> [EXERCISE INPUT]
►

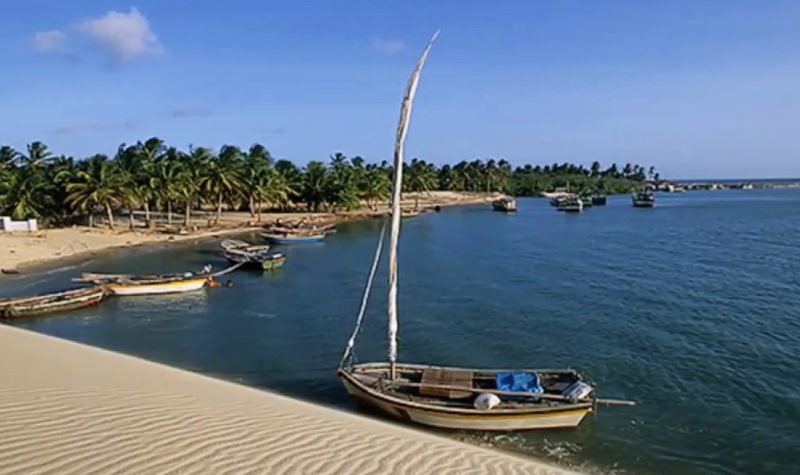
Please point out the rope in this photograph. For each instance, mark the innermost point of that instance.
(348, 351)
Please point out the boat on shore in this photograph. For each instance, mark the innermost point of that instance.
(644, 199)
(122, 284)
(15, 307)
(505, 204)
(253, 256)
(570, 204)
(292, 237)
(449, 397)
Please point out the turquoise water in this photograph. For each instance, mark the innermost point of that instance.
(690, 308)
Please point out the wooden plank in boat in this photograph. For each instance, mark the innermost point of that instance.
(441, 377)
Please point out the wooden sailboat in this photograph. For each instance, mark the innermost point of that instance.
(252, 256)
(15, 307)
(446, 397)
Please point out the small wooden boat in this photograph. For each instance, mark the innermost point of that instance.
(289, 238)
(322, 228)
(50, 303)
(505, 204)
(570, 204)
(454, 398)
(644, 199)
(252, 255)
(122, 284)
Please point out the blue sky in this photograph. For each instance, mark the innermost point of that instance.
(697, 88)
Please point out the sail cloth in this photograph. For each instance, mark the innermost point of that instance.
(394, 236)
(348, 351)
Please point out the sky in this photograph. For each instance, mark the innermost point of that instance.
(699, 89)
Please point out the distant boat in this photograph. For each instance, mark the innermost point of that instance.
(289, 238)
(505, 204)
(250, 255)
(570, 204)
(446, 397)
(644, 199)
(122, 284)
(15, 307)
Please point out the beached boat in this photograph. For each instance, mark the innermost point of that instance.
(122, 284)
(294, 237)
(14, 307)
(644, 199)
(505, 204)
(570, 204)
(252, 256)
(446, 397)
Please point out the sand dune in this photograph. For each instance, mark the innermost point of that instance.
(70, 408)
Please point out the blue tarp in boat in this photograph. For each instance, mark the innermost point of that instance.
(519, 382)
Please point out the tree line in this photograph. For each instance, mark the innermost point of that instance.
(150, 175)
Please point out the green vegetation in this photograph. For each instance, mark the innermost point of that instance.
(151, 176)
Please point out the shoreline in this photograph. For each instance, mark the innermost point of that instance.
(114, 407)
(26, 253)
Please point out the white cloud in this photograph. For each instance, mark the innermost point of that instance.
(189, 110)
(387, 46)
(49, 41)
(124, 36)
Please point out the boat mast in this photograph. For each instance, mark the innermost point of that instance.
(394, 236)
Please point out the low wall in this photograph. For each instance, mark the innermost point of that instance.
(6, 225)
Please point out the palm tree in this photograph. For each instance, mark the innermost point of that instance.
(419, 178)
(37, 156)
(165, 180)
(316, 182)
(223, 177)
(375, 187)
(8, 157)
(98, 184)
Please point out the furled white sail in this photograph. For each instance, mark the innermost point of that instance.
(394, 236)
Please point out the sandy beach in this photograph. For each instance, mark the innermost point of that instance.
(71, 408)
(21, 250)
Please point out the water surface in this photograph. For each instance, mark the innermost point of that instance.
(690, 308)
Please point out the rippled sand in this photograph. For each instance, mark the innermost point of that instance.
(70, 408)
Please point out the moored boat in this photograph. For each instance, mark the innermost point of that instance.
(252, 256)
(644, 199)
(123, 284)
(295, 237)
(447, 397)
(505, 204)
(570, 204)
(14, 307)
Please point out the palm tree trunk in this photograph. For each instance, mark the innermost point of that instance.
(219, 208)
(187, 218)
(110, 215)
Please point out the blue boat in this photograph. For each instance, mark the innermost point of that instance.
(290, 238)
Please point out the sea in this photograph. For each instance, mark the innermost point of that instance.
(691, 309)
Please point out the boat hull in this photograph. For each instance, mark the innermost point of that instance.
(290, 240)
(568, 416)
(77, 300)
(268, 264)
(159, 288)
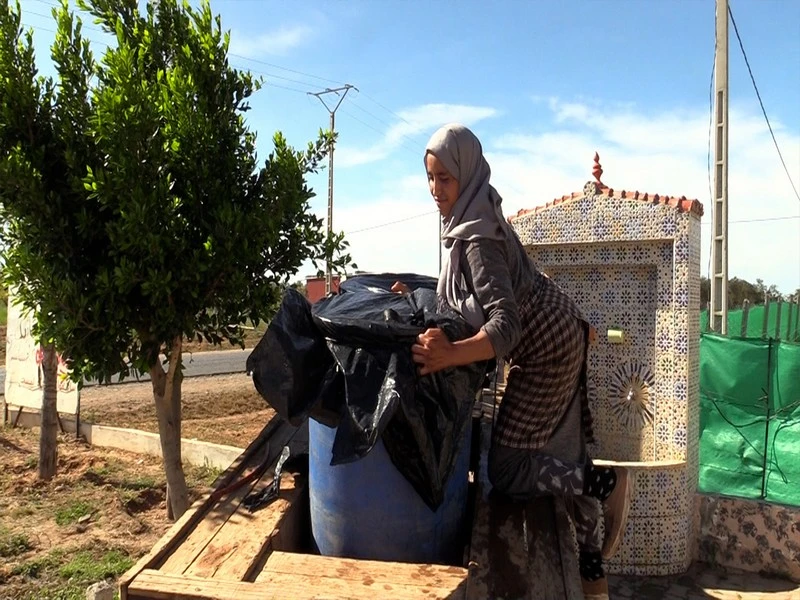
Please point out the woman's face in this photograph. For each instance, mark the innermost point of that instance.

◄

Reproduce every one of the records above word for word, omitting the pictures.

> [TASK RESPONSE]
Please point out the rope in this photograph. For each instance, mark the innermost point of that instance.
(348, 351)
Please point out the boat on shore in this photograph. For each instance, mark the innermost point of that instance.
(644, 199)
(122, 284)
(15, 307)
(505, 204)
(253, 256)
(570, 204)
(292, 237)
(449, 397)
Please point out the turquoise water in this photograph. For each instance, mark the innermost point of that instance.
(690, 308)
Please point out the wooden plank in boat in this photograph. For each instance, mark the innermost point of that instance.
(441, 377)
Please point out the wooden sailboat in this photograph. For each instance, mark the innermost point of that instance.
(252, 256)
(15, 307)
(446, 397)
Please point out the small wooden boat in this photograph. For each instance, mark the innermost point of that instance.
(289, 238)
(322, 228)
(50, 303)
(505, 204)
(570, 204)
(454, 398)
(644, 199)
(252, 255)
(122, 284)
Please point out the blue sky in this photograph. For each instance, mark the innermost point of that instance.
(697, 88)
Please point out the sail cloth in this photograph. For each instance, mark the innermost point of that instance.
(394, 236)
(348, 351)
Please point out the sky in this photograph. For each instance, mark the innermost point of that instance.
(699, 89)
Please point out the distant boat in this photograph. For each instance, mark the innermost point of that instance.
(289, 238)
(505, 204)
(250, 255)
(570, 204)
(446, 397)
(644, 199)
(122, 284)
(15, 307)
Please point out the beached boat in this photograph. For each instance, mark the innermost point of that instance.
(122, 284)
(294, 237)
(14, 307)
(644, 199)
(505, 204)
(570, 204)
(252, 256)
(446, 397)
Please point out the sand dune in this photograph. For each instance, mark the innermost point of that instance.
(70, 408)
Please point out the blue tarp in boat in this photograph. For each instance, mark the innermost point of that instance.
(519, 382)
Please point out the tree line in this photograph. For each instance, mark the innermost point of that instance.
(150, 175)
Please point out the green vegetation in this photograph. For each instance, mark the innermost point of that instance.
(151, 176)
Please point out the shoreline in this photograph. For each instance, mark the innermost point of that instance.
(114, 407)
(26, 253)
Please point out the white cloud in this photograph. For each instance, mark the innermost point of that instance.
(189, 110)
(387, 46)
(49, 41)
(124, 36)
Please point out the boat mast in this photograph. For each instance, mark the innermost point of that instance.
(394, 236)
Please point out the low wall in this photograph. For each instance, mark the innermost point of that instance.
(6, 225)
Please point out the palm tree in this photograph. For each instance, mark the innermost point of that instance.
(419, 178)
(37, 156)
(165, 180)
(316, 182)
(223, 177)
(375, 187)
(8, 157)
(98, 184)
Please point out the furled white sail in this photograph. For each instance, mark the innermost point of that instance.
(394, 236)
Please point out the sandy beach in this photograph. For each instance, mark the innermost point of that instance.
(71, 408)
(21, 250)
Please point out the water surface in this photograph. For each instance, mark the innermost point of that instance.
(690, 308)
Please point out the rippled sand in this photograph. For each instance, mark the innermost point of that instance.
(70, 408)
Please point out the moored boat in this photograph. For each instance, mark the innermost point of that instance.
(252, 256)
(644, 199)
(123, 284)
(295, 237)
(447, 397)
(505, 204)
(570, 204)
(14, 307)
Please point out the palm tree trunk in this photograph. For each instance, mark the innermost point of that instance.
(219, 208)
(187, 218)
(110, 215)
Please point out the blue boat in this photograph. For each instance, mark the innermost point of that instance.
(290, 238)
Please point out the sea in this photograph. For each instance, mark the innermost point of that instance.
(691, 309)
Please point out the boat hull in this photograph. For each instance, mark the innermost point of that instance.
(290, 240)
(568, 416)
(77, 300)
(268, 264)
(159, 288)
Please point out the woman's face in this photograph. For each instance, mark the innermost point of that instance.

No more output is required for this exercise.